# YOUR ASSIGNMENT:
Give again, exactly as written, each line of the material below starting at the line that contains "the woman's nose" and ending at the line that contains "the man's ear". Both ends count, and no other line does.

# THE INPUT:
[Start of Attachment]
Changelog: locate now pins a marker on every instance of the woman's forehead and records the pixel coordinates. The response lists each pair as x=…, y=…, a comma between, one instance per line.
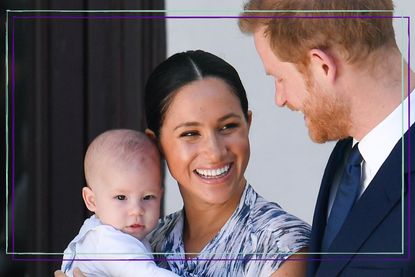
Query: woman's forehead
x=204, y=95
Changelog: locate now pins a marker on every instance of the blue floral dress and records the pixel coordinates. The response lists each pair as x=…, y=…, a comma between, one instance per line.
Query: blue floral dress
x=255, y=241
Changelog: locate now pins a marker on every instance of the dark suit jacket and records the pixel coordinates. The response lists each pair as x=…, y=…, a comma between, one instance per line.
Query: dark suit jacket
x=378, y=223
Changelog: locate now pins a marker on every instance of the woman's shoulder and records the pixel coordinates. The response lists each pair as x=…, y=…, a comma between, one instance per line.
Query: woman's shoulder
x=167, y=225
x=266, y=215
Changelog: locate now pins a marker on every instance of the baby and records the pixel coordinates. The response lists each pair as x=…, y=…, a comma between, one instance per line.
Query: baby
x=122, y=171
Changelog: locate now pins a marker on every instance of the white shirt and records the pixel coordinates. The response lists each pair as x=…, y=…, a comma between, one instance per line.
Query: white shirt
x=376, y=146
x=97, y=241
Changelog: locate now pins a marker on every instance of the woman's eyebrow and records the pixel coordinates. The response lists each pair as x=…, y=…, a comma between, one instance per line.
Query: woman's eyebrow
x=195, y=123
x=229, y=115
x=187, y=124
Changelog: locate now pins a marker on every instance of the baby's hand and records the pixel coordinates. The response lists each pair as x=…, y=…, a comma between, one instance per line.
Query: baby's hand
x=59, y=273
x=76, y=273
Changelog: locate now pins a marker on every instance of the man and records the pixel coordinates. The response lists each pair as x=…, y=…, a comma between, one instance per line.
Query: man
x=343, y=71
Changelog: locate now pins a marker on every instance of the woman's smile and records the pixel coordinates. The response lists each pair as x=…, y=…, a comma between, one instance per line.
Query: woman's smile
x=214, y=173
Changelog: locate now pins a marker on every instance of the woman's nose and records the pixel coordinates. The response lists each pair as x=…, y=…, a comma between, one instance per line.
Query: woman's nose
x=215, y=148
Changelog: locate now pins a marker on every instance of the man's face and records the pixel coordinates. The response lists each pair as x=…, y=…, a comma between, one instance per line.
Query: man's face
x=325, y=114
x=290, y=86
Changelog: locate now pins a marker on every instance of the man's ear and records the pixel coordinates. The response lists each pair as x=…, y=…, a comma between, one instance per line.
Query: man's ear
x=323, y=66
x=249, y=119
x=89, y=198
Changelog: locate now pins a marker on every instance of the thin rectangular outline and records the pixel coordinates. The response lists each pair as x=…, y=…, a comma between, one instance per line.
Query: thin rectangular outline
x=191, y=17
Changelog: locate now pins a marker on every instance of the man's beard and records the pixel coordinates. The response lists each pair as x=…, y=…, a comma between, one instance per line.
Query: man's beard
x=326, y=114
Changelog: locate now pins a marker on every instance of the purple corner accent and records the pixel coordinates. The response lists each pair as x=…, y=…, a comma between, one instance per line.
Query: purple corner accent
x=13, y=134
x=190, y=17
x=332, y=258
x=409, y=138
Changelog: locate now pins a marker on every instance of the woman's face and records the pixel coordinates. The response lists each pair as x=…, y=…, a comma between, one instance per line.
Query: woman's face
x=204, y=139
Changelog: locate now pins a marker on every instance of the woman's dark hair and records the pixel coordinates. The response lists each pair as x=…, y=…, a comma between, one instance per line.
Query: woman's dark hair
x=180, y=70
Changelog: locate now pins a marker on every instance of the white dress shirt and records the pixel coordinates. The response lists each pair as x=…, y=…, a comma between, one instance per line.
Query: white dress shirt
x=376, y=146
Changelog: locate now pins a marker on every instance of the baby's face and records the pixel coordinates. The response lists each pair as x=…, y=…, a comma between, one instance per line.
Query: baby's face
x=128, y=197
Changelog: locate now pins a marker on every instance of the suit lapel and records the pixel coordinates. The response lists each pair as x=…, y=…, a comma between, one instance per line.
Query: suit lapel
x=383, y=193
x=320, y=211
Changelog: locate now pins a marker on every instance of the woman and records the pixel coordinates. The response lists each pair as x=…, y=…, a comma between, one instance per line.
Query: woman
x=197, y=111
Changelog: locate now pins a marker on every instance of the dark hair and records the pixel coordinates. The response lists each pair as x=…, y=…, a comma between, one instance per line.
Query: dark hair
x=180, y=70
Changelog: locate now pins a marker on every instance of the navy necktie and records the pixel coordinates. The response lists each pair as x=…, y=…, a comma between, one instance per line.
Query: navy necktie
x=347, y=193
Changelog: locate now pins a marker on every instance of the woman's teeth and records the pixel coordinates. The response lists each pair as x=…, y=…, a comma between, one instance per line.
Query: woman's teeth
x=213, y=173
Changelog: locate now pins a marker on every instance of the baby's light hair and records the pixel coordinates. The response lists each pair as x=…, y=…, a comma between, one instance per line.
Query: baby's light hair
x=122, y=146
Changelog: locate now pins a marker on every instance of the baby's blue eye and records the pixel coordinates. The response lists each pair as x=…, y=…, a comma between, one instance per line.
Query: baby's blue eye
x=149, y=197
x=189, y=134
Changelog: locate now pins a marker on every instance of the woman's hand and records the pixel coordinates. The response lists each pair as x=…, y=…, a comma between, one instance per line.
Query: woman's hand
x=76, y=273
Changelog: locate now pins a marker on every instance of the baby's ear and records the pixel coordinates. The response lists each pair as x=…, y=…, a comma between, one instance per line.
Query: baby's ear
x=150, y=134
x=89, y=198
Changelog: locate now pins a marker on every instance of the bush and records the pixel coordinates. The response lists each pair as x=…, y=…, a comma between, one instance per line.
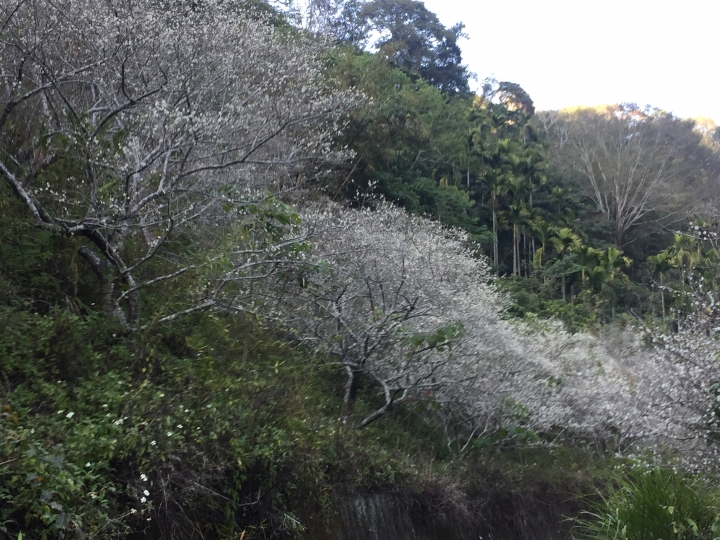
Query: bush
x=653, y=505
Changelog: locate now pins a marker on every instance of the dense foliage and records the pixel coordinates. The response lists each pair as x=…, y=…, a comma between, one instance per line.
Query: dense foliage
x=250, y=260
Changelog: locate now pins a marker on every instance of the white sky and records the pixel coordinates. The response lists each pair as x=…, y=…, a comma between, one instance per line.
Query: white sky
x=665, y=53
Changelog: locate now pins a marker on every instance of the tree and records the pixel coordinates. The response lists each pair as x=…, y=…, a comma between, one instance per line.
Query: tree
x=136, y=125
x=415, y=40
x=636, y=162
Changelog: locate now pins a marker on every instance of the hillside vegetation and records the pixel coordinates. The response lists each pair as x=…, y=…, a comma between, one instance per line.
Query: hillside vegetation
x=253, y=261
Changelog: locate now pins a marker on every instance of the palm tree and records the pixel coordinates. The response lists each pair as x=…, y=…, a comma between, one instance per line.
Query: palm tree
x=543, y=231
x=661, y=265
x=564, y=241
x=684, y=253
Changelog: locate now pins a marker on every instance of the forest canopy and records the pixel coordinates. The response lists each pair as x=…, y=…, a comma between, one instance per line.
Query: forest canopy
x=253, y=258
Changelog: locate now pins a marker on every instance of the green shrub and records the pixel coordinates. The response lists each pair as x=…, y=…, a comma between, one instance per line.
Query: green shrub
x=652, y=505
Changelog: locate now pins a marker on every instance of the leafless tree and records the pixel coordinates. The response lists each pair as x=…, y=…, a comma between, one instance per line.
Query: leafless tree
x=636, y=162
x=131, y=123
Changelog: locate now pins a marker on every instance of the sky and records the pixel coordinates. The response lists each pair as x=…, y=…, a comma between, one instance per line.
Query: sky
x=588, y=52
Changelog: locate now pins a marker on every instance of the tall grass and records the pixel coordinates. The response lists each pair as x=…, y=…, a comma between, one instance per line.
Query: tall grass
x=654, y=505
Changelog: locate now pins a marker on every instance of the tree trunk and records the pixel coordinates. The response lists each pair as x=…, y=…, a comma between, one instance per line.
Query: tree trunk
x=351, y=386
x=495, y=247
[End of Attachment]
# REPLY TO THE EXERCISE:
Changelog: locate now pins a marker on every instance of the woman's nose and records the pixel coordinates. The response lists each pair as x=…, y=…, a comma between, one instance per line.
Query: woman's nose
x=215, y=148
Changelog: locate now pins a marker on every instance of the man's face and records the pixel coordinates. The response lists each pair as x=…, y=…, a comma between, one instance per line.
Query: man's face
x=325, y=114
x=290, y=86
Changelog: locate now pins a marker on every instance of the man's ear and records the pixel coordinates. The response lists each pair as x=…, y=…, a comma between, one instance per line.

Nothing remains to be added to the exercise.